Exercise task 1:
Reproduce word for word the stretch of the court opinion from "Court of Appeals" through "was contributorily negligent.".
Exercise task 2:
According to the court opinion, on what date did Mrs. Smith's fall occur?

Selected text:
--- Begin ---

Case ID: sw2d_445/html/0692-01.html
Source: Caselaw Access Project
Author: {"author": "MILLIKEN, Judge.", "license": "Public Domain", "url": "https://static.case.law/"}
Date Created: 2024-08-24T03:29:51.129683

COMMONWEALTH of Kentucky, DEPARTMENT OF HIGHWAYS, Appellant, v. Mrs. Elizabeth SMITH, Appellee.
    Court of Appeals of Kentucky.
    Oct. 10, 1969.
    John B. Breckinridge, Atty. Gen., Don Duff, Dept, of Highways, Frankfort, Charles W. Huddleston, Bowling Green, for appellant.
    Cecil Wilson, Wilson, Herbert & Gar-mon, Walter A. Baker, Glasgow, for ap-pellee.
   MILLIKEN, Judge.

This is an appeal from a judgment of the Barren Circuit Court reversing the Opinion and Order of the Board of Claims denying the claimant recovery for injuries sustained in a fall in Glasgow at a public crossing on a state-maintained highway, apparently because the Board of Claims felt she was contributorily negligent.

The appellee, Elizabeth Smith, who was forty-seven years of age, fell and was injured while crossing at the intersection of South Green and Washington Streets in Glasgow. South Green Street is a state-maintained highway. Mrs. Smith had gone shopping with a companion and was crossing the street at a point with which she was not too familiar. This was a busy intersection and she stopped to wait for the traffic light to turn green and watched for traffic before stepping down from the curb. When the light turned green, Mrs. Smith took two steps and fell in a hole in the asphalt which her companion testified was two to four inches deep and four to eight inches wide and which another witness testified was six to eight inches across and four inches deep at most. It was broad daylight and Mrs. Smith did not see the hole and did not know it was there. She had not been at that intersection recently. Another witness testified that he' had seen the street begin to crumble in December 1963, and plaintiff’s fall occurred February 5, 1964. We think that the defective condition of the highway at the crossing existed long enough for us to conclude that the Department had constructive notice of it.

--- End ---

Dataset:
--- Begin ---

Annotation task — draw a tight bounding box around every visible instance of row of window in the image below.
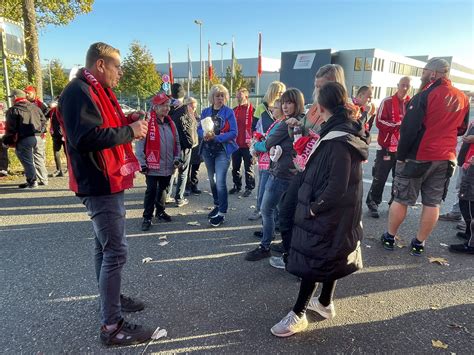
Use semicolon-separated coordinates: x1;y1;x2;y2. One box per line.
354;57;385;71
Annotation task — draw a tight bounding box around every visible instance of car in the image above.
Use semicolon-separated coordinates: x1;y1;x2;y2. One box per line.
120;104;136;115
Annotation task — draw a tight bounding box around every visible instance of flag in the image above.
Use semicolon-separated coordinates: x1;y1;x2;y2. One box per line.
168;49;174;84
207;42;212;81
230;37;235;77
257;32;262;77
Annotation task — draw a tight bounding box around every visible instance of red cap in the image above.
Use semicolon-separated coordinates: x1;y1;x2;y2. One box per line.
23;85;36;94
151;92;171;105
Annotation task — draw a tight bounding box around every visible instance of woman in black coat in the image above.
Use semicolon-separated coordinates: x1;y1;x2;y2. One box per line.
271;82;369;337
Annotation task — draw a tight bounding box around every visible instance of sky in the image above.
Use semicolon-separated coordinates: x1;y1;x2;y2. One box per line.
39;0;474;68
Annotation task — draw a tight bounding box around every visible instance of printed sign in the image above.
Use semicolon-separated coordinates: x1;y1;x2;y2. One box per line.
293;53;316;69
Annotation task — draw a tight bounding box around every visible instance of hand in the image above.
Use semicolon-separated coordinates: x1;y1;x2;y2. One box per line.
462;134;474;144
204;132;216;142
130;120;148;139
285;117;301;128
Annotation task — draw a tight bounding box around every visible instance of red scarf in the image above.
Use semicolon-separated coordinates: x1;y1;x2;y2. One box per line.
145;111;179;170
83;69;140;182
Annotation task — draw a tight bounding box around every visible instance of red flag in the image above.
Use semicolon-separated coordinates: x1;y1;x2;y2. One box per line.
257;32;262;76
207;42;213;81
168;49;174;84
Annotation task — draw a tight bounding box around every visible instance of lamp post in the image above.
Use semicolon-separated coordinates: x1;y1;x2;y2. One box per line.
44;58;54;101
194;20;203;110
216;42;227;81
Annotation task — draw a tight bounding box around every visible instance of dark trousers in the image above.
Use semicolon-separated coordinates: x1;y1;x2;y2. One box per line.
232;148;255;190
53;136;66;171
186;162;201;191
366;149;397;206
459;200;474;247
143;175;171;219
0;138;8;171
278;173;301;253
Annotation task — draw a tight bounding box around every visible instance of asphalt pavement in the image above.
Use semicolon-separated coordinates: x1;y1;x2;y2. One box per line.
0;147;474;354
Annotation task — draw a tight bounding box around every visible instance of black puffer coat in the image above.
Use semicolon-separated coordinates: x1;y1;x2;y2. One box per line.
287;112;369;282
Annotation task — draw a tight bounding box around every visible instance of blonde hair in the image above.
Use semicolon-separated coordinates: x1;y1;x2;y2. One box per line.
86;42;120;69
208;84;229;105
263;81;286;106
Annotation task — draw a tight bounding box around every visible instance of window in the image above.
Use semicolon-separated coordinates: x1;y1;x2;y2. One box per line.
364;58;373;71
354;57;362;71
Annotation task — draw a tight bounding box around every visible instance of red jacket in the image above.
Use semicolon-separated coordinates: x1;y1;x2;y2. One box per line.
234;102;254;148
397;78;469;161
375;94;410;152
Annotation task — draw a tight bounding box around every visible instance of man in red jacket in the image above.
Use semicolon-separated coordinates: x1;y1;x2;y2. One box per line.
366;76;410;218
58;42;153;345
381;58;469;256
229;88;255;197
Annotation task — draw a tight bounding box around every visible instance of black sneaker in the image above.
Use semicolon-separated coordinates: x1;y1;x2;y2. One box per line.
380;232;395;251
120;295;145;313
242;189;252;197
270;242;285;254
142;219;151;232
99;318;153;346
449;243;474;254
209;214;225;227
410;238;425;256
156;211;171;222
245;245;272;261
456;232;471;240
207;206;219;219
229;186;240;195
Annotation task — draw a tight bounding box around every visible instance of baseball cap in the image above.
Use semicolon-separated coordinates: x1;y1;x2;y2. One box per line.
151;92;171;105
425;58;449;73
8;89;26;99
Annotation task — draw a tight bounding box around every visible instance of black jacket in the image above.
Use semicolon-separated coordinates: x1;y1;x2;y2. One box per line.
3;100;46;145
287;115;369;282
170;105;198;149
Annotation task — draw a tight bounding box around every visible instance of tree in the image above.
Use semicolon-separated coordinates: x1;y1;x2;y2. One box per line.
224;59;248;96
0;0;94;97
119;41;163;103
43;59;69;99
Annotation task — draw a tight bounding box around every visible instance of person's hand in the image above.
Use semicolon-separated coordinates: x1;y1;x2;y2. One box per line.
204;132;216;142
462;134;474;144
130;120;148;139
285;117;301;128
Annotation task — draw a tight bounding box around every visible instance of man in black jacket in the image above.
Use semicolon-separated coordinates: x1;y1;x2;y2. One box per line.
3;89;48;189
168;83;198;207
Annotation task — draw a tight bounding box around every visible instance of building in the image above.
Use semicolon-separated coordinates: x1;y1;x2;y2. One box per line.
280;48;474;104
156;57;280;95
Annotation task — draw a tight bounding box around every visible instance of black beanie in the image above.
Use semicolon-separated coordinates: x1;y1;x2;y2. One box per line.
171;83;184;99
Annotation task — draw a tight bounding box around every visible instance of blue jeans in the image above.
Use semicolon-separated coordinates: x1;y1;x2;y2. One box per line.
260;174;290;249
257;170;270;212
202;149;230;213
81;192;128;325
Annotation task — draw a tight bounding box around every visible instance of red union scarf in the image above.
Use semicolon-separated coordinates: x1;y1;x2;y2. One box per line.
83;69;140;181
145;111;179;170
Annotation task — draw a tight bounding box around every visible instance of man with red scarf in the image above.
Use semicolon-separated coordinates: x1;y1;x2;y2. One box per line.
58;42;153;345
366;76;410;218
229;88;255;197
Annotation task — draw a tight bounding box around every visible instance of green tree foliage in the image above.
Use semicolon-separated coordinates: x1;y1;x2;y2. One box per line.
43;59;69;96
0;0;94;97
118;41;163;103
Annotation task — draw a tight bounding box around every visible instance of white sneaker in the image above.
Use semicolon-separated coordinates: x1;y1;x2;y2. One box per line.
270;311;308;338
308;297;336;319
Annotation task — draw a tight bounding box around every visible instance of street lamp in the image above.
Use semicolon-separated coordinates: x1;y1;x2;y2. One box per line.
194;20;203;110
44;58;54;101
216;42;227;80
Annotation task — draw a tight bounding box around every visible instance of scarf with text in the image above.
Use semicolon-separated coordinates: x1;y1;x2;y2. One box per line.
145;111;179;170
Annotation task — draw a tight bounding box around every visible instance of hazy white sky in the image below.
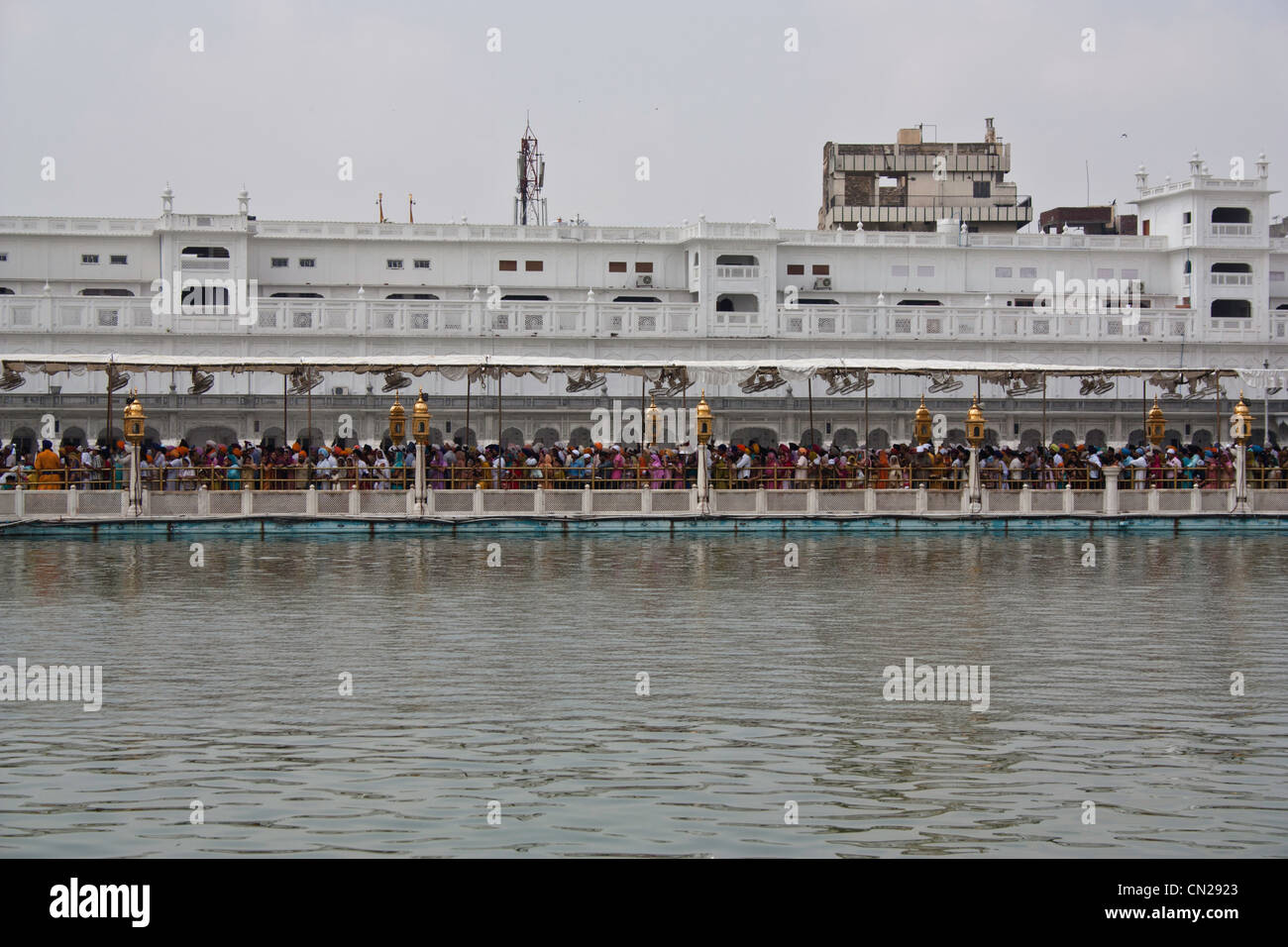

--- End ---

Exercise response 1:
Court of Appeals of Kentucky.
    Oct. 10, 1969.
    John B. Breckinridge, Atty. Gen., Don Duff, Dept, of Highways, Frankfort, Charles W. Huddleston, Bowling Green, for appellant.
    Cecil Wilson, Wilson, Herbert & Gar-mon, Walter A. Baker, Glasgow, for ap-pellee.
   MILLIKEN, Judge.

This is an appeal from a judgment of the Barren Circuit Court reversing the Opinion and Order of the Board of Claims denying the claimant recovery for injuries sustained in a fall in Glasgow at a public crossing on a state-maintained highway, apparently because the Board of Claims felt she was contributorily negligent.

Exercise response 2:
February 5, 1964